* **GIVEN ENTRIES**
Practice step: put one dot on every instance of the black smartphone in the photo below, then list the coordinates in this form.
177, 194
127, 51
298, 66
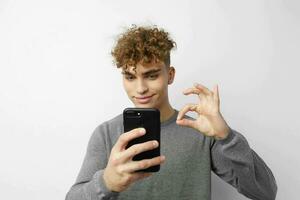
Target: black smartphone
148, 118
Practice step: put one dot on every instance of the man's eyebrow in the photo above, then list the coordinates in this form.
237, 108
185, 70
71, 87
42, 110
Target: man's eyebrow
145, 73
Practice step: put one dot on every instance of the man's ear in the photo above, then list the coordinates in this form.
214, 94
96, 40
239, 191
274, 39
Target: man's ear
171, 75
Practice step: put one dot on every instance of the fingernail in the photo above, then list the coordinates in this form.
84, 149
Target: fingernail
142, 131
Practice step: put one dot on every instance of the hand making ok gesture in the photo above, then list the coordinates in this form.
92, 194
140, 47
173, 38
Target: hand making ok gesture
209, 121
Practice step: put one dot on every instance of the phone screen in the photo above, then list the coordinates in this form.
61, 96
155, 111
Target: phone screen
148, 118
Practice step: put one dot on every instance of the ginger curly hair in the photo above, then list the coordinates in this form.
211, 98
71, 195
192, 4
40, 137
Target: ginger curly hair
142, 44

* **PROBLEM**
Lines of the data that include the string "photo" are to be counted; report the total by itself.

* **EXERCISE RESULT**
7